┌─ Data for this exercise

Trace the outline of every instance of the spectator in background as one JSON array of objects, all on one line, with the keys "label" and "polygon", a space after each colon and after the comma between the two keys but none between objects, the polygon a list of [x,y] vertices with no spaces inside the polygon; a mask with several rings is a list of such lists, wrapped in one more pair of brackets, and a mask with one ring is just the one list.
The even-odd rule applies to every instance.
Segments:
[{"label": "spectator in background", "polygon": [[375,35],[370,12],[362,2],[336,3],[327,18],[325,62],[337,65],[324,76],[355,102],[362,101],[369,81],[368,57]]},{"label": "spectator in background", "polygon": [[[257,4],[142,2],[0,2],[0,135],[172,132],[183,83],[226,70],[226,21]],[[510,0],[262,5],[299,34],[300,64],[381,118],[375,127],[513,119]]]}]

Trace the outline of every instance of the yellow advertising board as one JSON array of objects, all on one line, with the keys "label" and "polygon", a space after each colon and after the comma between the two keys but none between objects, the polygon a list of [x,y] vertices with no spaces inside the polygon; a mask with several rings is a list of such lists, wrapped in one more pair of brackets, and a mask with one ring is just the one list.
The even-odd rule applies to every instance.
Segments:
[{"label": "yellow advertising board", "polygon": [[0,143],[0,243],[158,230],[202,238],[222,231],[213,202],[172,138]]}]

└─

Task objective: Reproduce all of the entries above verbatim, character for character, adding nothing and leaving nothing out.

Answer to this task:
Trace the outline of every instance of the spectator in background as one JSON array of objects, all on one line, with the keys "label" and "polygon", a space after each colon and after the comma between the two keys but none between objects, the polygon a list of [x,y] vertices with no spaces inside the polygon; a mask with several rings is a list of such lists, wrapped in one more pair of brackets, and a mask with one ring is just the one list.
The even-odd rule applies to every instance.
Segments:
[{"label": "spectator in background", "polygon": [[375,35],[370,12],[362,2],[336,3],[327,18],[325,62],[337,65],[324,76],[355,102],[362,101],[369,81],[368,57]]},{"label": "spectator in background", "polygon": [[[257,4],[142,2],[0,2],[0,135],[172,132],[183,83],[226,70],[226,21]],[[510,0],[262,5],[299,34],[300,64],[381,118],[375,127],[513,119]]]}]

Trace the outline of every instance of the yellow advertising board as one JSON array of objects, all on one line, with the keys "label" and "polygon", a space after each colon and after the comma between the two keys but none between objects, the polygon a list of [x,y] vertices with no spaces inside the polygon; a mask with several rings is a list of such lists, wrapped in one more pair of brackets, and a mask with one ring is just the one list.
The even-odd rule applies to every instance.
Segments:
[{"label": "yellow advertising board", "polygon": [[0,143],[0,243],[158,230],[202,238],[222,231],[213,202],[172,138]]}]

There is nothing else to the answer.